*** Source text ***

Learning Information Cascades in Social Networks (Technicolor Paris, Nidhi Hegde)

Social networks are increasingly used for diffusion of information.  Indeed many people rely on their social contacts for receiving new content (videos or music), news updates, event notifications, etc.  Naturally, a network of influence is created where some users are more influential than others.  Influence here is defined as having the most impact of a published item.  The impact is measured through the intensity of propagation of the published item in the network - the number of people reached (or infected), the time to reach "frenzied" diffusion (when the item is very popular, maybe for a short duration).

The identification of such influential nodes has been considered through many perspectives, there is much prior work on rumor centrality and sources of infection, for instance.  Such analysis is however, at a global level.  We are interested in characterizing the influence around a given user, with the aim of creating a social profile of a user.   Including such social information about a user can provide for richer recommendations of contents.  A first step is to characterize how users participate in information cascades.   An important aspect in this problem is the identification of information pathways in social networks, which represent the paths taken by cascades.

*** Source data ***

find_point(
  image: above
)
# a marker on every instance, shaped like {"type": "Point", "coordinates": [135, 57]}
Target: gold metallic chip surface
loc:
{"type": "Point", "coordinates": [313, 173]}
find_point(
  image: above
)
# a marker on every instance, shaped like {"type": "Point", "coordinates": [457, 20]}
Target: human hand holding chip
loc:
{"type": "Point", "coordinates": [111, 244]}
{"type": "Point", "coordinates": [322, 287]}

***
*** Source data ***

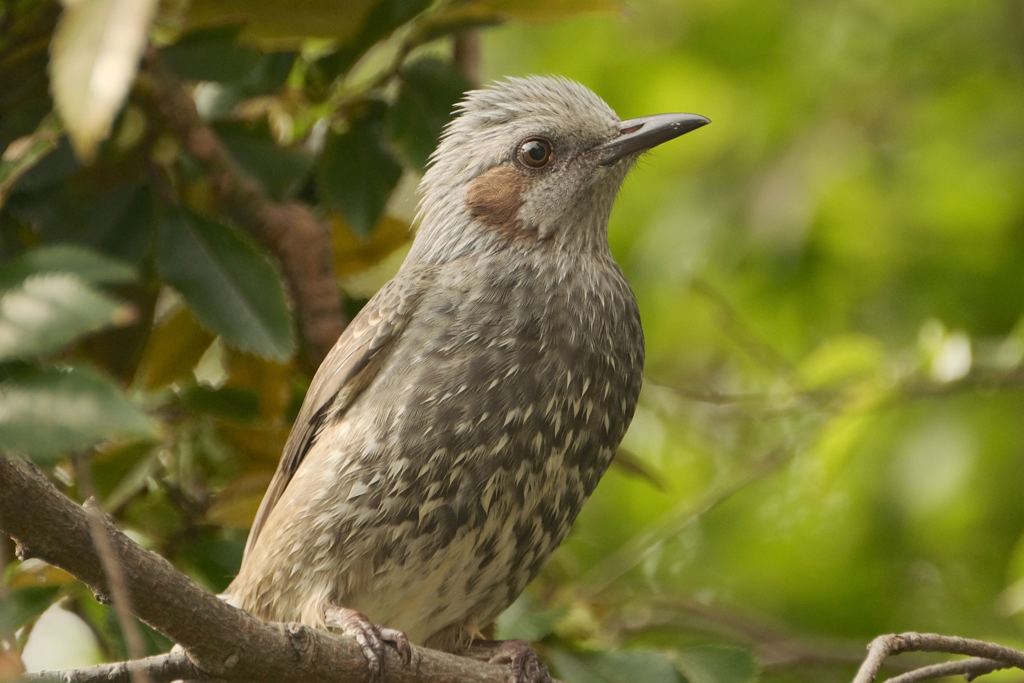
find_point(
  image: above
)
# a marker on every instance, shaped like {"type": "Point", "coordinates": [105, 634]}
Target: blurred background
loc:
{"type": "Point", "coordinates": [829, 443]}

***

* _What to work on_:
**1)** Please rewrite the paragraph of the information cascades text that begins "Social networks are increasingly used" as a short list, keeping its main facts.
**2)** Copy the part of the information cascades text starting at "Social networks are" and ending at "a short duration).".

* _Results for each task_:
**1)**
- Social networks are used more and more to spread information.
- Many people get new content (videos or music), news updates and event notifications through their social contacts.
- This creates a network of influence in which some users are more influential than others.
- Influence means having the most impact of a published item.
- Impact is measured by how intensely the item propagates through the network: the number of people reached (or infected) and the time it takes to reach "frenzied" diffusion, when the item is very popular, possibly for a short time.

**2)**
Social networks are increasingly used for diffusion of information.  Indeed many people rely on their social contacts for receiving new content (videos or music), news updates, event notifications, etc.  Naturally, a network of influence is created where some users are more influential than others.  Influence here is defined as having the most impact of a published item.  The impact is measured through the intensity of propagation of the published item in the network - the number of people reached (or infected), the time to reach "frenzied" diffusion (when the item is very popular, maybe for a short duration).